═══ EXTRAIT CHOISI ═══
''Après avoir eu la chance d’écrire quelques articles sur les arbres et l’arboriculture, j’ai voulu profiter d’un récent voyage en Angleterre pour comparer la qualité de notre forêt urbaine à celle du vieux continent. Les centaines d’arbres observés et étudiés dans les parcs, les domaines privés et les places publiques m’ont confirmé la nécessité de changer les paradigmes en ce qui a trait à la gestion de notre richesse arborée.''
L’Angleterre est souvent associée à un climat imprévisible, frais et pluvieux. La situation géographique de l’île est impactée par plusieurs systèmes météorologiques venant du nord et du sud ainsi que par les courants marins faisant circuler l’eau chaude provenant des Caraïbes. Ce cocktail météo rend le climat imprévisible, enveloppe le pays d’une fraîcheur estivale tout en favorisant un hiver doux et pluvieux.
═══ MATÉRIEL FOURNI ═══
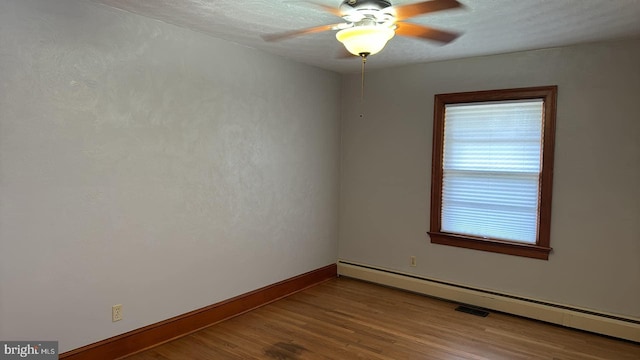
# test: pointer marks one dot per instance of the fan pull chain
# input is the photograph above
═══
* EXERCICES:
A - Dans l'extrait sur les arbres d'Angleterre, dans quels lieux les centaines d'arbres ont-elles été observées et étudiées ?
B - Pourriez-vous poursuivre l'extrait sur les arbres d'Angleterre à partir de sa dernière phrase ?
Le matériel fourni est distinct de l'extrait.

* RÉPONSES:
A - Les parcs, les domaines privés et les places publiques.

B -
L’opulence de la végétation en fait fi. Les arbres sont recouverts d’une mousse verdoyante où les lichens et épiphytes viennent s’installer telle une parure pour son hôte. Un pourcentage élevé de précipitations et d’humidité dans l’air combiné à des zones de rusticité supérieure aux nôtres permettent à bon nombre d’espèces de s’épanouir. Une période de croissance végétative nettement supérieure à la nôtre, avec une moyenne de 270 jours pour l’Angleterre versus 185 jours pour le Québec, favorise l’accroissement en diamètre des arbres.
Une FORÊT URBAINE DE QUALITÉ
Que dire de cette forêt urbaine luxuriante! La densification n’affecte en rien l’espace attribué aux arbres. Bien sûr, les villes et villages sont souvent minéralisés où des bâtiments historiques se multiplient à chaque tournant. Plus modestes, les rues étroites sont souvent bordées d’arbres taillés en tête-de-chat, une technique vieille de centaines d’années visant à stimuler la production de pousses adventives, et ce, à l’époque où le bois était le seul moyen de combustion.
Des espaliers sont également créés dans les endroits restreints où l’étalement naturel du houppier n’est pas possible. Ces arbres, principalement des fruitiers, poussent appuyés à des structures telles murs, murets et tonnelles. L’espace restreint des jardins accueille, malgré tout, les arbres qui sont à la hauteur de l’importance qu’on leur accorde. Le résultat est un mélange d’arbres majestueux où une forêt urbaine en sous-étage s’adapte aux moindres recoins disponibles.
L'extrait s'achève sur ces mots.